SELECTED EXTRACT |
···
Received-SPF: pass (google.com: domain of linux-kernel-owner@vger.kernel.org designates 2620:137:e000::1:20 as permitted sender) client-ip=2620:137:e000::1:20;
Date:   Mon, 29 Aug 2022 16:09:33 +0000
From:   Sean Christopherson <seanjc@google.com>
To:     Mingwei Zhang <mizhang@google.com>
Cc:     Paolo Bonzini <pbonzini@redhat.com>, kvm@vger.kernel.org,
        linux-kernel@vger.kernel.org, Maxim Levitsky <mlevitsk@redhat.com>,
        Vitaly Kuznetsov <vkuznets@redhat.com>,
        Oliver Upton <oupton@google.com>,
        Jim Mattson <jmattson@google.com>
Subject: Re: [PATCH v2 1/4] KVM: x86: move the event handling of
 KVM_REQ_GET_VMCS12_PAGES into a common function
Message-ID: <YwzkvfT0AiwaojTx@google.com>
References: <20220828222544.1964917-1-mizhang@google.com>
 <20220828222544.1964917-2-mizhang@google.com>
MIME-Version: 1.0
Content-Type: text/plain; charset=us-ascii
Content-Disposition: inline
In-Reply-To: <20220828222544.1964917-2-mizhang@google.com>
Precedence: bulk

On Sun, Aug 28, 2022, Mingwei Zhang wrote:
> Create a common function to handle kvm request in the vcpu_run loop. KVM
> implicitly assumes the virtual APIC page being present + mapped into the
> kernel address space when executing vmx_guest_apic_has_interrupts().
> However, with demand paging KVM breaks the assumption, as the
> KVM_REQ_GET_VMCS12_PAGES event isn't assessed before entering vcpu_block.
···
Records
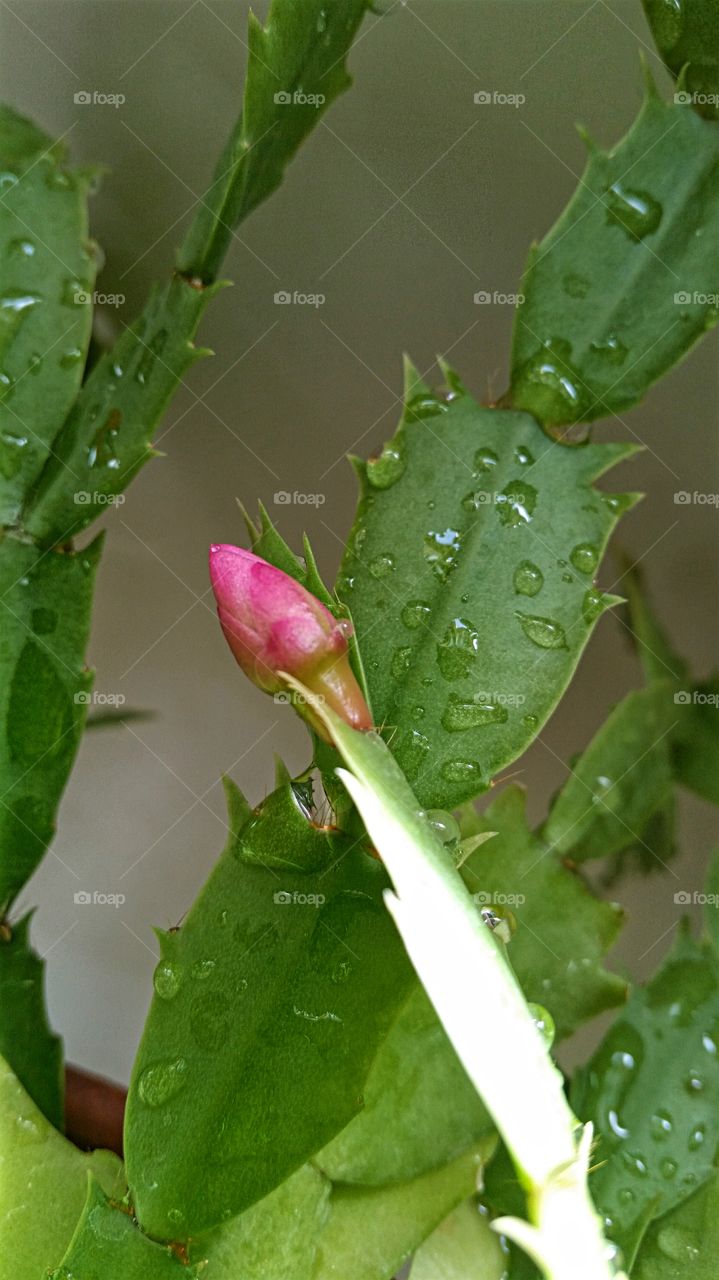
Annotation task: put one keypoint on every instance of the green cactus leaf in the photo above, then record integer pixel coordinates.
(274, 1239)
(621, 780)
(687, 37)
(562, 928)
(651, 1091)
(462, 1246)
(46, 280)
(270, 1004)
(421, 1111)
(42, 1184)
(470, 576)
(45, 602)
(627, 279)
(32, 1051)
(296, 71)
(372, 1232)
(108, 1246)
···
TO BE DONE |
1) Update the email from "On Sun, Aug" to "when executing vmx_guest_apic_has_interrupts().", replacing "vcpu_run" with "vcpu_enter".
2) List every person named in the Cc field of the email.

RESULTS |
1)
On Sun, Aug 28, 2022, Mingwei Zhang wrote:
> Create a common function to handle kvm request in the vcpu_enter loop. KVM
> implicitly assumes the virtual APIC page being present + mapped into the
> kernel address space when executing vmx_guest_apic_has_interrupts().

2) Paolo Bonzini, Maxim Levitsky, Vitaly Kuznetsov, Oliver Upton, Jim Mattson